Exercise instructions:
Begin with the line containing "of the wing" and copy each line exactly through the last line of the entries, inclusive.

(Records of labeled points)
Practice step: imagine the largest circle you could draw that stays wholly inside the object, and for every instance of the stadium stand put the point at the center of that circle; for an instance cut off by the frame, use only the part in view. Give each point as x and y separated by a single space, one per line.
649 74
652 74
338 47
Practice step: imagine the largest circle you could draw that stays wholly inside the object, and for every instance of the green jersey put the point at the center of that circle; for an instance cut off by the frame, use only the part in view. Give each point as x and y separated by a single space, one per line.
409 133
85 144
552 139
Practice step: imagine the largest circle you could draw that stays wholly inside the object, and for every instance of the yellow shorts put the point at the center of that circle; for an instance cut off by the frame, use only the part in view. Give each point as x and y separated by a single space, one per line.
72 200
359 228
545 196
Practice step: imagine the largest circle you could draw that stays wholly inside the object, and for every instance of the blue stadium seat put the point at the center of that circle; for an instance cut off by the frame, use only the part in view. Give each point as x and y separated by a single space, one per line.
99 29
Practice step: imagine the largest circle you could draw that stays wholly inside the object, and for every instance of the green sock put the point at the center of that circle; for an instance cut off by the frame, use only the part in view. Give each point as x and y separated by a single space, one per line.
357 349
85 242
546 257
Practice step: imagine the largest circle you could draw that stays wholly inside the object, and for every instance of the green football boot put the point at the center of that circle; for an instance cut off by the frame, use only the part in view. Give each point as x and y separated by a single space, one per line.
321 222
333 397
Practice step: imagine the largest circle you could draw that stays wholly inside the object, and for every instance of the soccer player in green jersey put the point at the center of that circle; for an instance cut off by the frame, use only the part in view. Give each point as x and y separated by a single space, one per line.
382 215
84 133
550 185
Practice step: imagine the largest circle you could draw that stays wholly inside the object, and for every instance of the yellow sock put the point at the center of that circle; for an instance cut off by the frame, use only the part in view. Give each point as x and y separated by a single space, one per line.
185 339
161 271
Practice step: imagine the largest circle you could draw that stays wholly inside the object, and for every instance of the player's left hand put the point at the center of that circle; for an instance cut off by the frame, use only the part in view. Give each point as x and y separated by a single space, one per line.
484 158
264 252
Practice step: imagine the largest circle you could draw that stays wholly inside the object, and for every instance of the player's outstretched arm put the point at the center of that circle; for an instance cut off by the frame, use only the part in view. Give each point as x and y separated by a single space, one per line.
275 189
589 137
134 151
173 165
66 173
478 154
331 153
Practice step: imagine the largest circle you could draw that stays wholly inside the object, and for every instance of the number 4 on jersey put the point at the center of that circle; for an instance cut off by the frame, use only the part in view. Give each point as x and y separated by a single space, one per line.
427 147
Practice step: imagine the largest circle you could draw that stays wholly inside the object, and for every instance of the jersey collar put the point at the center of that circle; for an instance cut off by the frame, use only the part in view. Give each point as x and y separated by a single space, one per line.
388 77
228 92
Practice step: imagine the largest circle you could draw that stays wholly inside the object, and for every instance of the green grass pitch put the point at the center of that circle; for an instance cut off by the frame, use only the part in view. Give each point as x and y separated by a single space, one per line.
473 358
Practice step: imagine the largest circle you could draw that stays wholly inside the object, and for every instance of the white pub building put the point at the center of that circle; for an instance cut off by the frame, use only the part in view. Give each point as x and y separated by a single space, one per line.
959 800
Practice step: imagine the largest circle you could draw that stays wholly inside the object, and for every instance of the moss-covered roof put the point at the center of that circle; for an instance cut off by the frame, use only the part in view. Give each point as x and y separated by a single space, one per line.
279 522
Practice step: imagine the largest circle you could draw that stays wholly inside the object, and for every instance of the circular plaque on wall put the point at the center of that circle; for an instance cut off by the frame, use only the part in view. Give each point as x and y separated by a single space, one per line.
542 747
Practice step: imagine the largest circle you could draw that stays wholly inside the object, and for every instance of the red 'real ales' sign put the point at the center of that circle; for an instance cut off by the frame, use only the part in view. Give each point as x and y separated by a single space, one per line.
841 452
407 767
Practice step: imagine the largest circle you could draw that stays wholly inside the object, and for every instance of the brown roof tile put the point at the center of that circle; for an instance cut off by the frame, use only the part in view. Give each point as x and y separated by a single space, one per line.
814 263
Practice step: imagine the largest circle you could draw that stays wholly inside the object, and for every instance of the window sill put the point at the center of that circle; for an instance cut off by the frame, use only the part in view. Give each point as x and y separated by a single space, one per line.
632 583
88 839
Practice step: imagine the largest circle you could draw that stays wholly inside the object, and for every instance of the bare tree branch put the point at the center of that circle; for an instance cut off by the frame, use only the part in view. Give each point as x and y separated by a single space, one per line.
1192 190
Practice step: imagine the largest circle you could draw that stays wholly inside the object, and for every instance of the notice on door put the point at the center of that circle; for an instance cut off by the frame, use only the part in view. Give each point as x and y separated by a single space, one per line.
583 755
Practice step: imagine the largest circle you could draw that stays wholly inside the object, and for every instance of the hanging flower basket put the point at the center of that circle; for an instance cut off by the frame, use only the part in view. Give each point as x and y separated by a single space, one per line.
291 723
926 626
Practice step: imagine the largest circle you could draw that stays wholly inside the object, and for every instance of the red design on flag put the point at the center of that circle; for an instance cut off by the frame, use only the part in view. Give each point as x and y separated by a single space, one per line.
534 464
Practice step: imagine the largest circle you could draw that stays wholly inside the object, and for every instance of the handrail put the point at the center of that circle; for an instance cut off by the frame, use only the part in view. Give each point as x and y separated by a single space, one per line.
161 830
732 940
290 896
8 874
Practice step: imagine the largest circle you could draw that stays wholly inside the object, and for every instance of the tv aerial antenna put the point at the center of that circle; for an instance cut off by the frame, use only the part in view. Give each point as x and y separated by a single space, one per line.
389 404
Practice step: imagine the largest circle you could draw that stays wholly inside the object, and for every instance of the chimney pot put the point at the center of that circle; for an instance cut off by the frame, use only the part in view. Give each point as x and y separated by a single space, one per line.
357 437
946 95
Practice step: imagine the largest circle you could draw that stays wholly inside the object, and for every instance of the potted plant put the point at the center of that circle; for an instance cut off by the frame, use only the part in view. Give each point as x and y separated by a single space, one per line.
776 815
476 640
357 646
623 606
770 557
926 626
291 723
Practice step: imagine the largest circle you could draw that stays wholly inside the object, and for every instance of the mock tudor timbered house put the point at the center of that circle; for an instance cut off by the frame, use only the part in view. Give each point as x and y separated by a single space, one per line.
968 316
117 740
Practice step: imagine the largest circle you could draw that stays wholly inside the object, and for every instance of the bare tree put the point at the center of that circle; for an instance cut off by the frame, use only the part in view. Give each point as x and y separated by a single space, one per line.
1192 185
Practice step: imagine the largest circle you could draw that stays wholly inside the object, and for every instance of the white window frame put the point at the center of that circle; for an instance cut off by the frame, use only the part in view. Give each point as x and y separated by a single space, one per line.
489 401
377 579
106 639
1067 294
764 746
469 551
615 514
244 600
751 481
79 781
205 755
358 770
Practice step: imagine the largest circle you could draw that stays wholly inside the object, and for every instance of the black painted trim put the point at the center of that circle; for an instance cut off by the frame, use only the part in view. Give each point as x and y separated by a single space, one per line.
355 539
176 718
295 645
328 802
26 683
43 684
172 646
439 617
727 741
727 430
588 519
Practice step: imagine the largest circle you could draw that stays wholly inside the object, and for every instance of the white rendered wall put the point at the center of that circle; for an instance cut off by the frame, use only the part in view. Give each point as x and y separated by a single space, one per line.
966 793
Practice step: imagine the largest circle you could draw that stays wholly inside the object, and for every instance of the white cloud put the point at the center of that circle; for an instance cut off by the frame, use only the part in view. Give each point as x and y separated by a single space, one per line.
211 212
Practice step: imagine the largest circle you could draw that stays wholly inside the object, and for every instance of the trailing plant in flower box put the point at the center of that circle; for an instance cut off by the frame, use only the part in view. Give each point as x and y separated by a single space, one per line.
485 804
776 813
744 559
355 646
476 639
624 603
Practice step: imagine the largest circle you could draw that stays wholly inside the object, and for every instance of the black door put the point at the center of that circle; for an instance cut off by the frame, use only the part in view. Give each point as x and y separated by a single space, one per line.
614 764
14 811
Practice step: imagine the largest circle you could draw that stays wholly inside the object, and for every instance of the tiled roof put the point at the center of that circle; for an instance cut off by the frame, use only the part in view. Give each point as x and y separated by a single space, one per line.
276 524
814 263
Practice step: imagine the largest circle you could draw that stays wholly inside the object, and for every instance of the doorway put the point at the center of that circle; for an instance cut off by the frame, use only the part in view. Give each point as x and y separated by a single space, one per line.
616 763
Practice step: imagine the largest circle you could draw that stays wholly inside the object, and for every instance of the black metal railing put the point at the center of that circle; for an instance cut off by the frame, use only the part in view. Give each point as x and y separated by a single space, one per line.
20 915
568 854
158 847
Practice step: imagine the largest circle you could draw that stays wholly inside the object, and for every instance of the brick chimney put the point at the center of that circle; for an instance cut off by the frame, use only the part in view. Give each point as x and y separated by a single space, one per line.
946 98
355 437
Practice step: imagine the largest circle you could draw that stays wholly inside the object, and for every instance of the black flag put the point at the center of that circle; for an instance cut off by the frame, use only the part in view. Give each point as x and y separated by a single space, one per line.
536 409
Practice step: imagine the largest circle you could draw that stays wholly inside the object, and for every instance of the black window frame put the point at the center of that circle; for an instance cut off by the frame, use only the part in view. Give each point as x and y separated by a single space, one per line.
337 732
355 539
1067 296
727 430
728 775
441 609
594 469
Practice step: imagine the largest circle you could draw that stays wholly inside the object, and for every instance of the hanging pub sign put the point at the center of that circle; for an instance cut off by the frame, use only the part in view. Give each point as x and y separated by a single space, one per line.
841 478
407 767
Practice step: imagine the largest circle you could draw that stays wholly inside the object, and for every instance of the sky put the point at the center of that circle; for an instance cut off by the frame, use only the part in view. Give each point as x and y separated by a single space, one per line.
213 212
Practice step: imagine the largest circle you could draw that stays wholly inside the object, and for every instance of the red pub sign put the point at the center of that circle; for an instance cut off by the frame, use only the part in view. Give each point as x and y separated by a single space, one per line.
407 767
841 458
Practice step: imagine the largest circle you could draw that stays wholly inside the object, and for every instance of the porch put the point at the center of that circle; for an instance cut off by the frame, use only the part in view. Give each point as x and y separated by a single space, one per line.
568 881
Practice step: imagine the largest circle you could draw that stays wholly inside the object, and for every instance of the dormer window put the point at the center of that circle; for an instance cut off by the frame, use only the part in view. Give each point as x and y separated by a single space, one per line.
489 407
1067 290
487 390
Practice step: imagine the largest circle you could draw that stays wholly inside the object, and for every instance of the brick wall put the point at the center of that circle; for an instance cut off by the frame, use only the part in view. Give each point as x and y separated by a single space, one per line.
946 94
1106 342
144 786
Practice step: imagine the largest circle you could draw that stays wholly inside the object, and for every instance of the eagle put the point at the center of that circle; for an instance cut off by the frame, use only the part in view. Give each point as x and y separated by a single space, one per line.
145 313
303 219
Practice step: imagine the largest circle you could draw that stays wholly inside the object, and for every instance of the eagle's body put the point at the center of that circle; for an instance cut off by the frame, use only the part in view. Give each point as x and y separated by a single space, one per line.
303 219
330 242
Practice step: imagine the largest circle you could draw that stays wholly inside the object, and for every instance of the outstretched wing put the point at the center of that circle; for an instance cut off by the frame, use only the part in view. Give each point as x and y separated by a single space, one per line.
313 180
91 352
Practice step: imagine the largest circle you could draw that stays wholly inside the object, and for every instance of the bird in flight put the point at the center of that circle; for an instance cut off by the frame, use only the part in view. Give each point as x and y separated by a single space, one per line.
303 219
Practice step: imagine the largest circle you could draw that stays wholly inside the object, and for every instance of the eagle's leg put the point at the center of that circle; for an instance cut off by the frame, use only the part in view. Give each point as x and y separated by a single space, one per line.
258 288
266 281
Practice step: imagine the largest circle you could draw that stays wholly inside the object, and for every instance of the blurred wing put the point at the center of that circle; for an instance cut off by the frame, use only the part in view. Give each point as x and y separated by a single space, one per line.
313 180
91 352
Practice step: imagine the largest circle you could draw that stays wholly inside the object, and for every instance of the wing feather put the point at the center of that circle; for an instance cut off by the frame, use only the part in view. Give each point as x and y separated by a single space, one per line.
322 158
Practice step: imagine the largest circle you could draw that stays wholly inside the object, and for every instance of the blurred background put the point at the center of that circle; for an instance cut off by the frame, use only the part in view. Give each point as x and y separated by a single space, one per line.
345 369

Result:
Practice step: imagine the largest circle you could draw that stays wholly inside the object, and for every instance of the wing feather put the point at the center of that circle; for an instance cut off by the frame, use only the part in view. Give each point as x and y separated by a single space, one per line.
322 158
Practice step: imagine the largest circle you could draw that stays wholly inside the object, and for every instance of the blurred background put the point at the center of that circle; for an instance cut off by the frame, use only the part in view. Give each point as x and y separated by a single space, one per line.
345 369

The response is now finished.